By divorcing function from social obligation, caste becomes inefficient and destructive. Physical efforts (labor) are seen as degradation and have to be avoided. Caste lies at the heart of the Indian passion for symbolic actions: planting trees, but leaving the trees alone afterwards.

Poverty, the British
Poverty is not felt as an urge to anger or improving action, but as an exhaustible source of tears.
For V.S. Naipaul, India was (is still?) the world's greatest slum, with Kolkata as its nadir: filth, overpopulation and tainted money. It stands as an example of the total Indian tragedy and the terrible British failure. The British expressed their contempt for it and escaped back to England.

EXTRACTED MATERIAL:

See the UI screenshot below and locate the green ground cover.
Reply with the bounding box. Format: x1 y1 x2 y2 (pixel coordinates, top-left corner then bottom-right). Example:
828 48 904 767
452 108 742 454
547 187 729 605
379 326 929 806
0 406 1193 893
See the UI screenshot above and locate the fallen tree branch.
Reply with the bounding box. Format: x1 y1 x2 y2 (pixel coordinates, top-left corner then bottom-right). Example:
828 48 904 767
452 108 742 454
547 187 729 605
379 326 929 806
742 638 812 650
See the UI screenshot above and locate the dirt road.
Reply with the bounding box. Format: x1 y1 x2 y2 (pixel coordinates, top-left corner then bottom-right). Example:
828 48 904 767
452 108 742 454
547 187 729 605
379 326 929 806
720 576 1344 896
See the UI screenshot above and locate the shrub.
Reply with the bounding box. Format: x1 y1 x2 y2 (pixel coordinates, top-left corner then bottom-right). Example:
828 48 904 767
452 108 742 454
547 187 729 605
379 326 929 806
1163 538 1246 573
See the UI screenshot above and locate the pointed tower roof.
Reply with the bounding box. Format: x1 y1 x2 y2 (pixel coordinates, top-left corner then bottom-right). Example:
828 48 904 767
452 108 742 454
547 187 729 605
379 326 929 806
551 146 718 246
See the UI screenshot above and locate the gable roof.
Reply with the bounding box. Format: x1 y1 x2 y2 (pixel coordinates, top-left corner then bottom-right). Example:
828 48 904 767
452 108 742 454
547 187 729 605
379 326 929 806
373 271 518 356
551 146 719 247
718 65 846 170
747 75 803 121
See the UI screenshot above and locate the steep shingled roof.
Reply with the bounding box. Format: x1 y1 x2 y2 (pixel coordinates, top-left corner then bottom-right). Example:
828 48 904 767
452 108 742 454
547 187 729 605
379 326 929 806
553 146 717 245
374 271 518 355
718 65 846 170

WHAT THIS EXERCISE ASKS:
**a)** According to the passage on India, why does caste become inefficient and destructive? Answer in one to three sentences.
**b)** Copy everything in the passage on India from "For V.S. Naipaul, India" down to "back to England.".
The listing is not needed for what comes next.

WORKED SOLUTIONS:
**a)** Caste becomes inefficient and destructive because it divorces function from social obligation. As a result, physical effort is seen as degradation and has to be avoided.

**b)**
For V.S. Naipaul, India was (is still?) the world's greatest slum, with Kolkata as its nadir: filth, overpopulation and tainted money. It stands as an example of the total Indian tragedy and the terrible British failure. The British expressed their contempt for it and escaped back to England.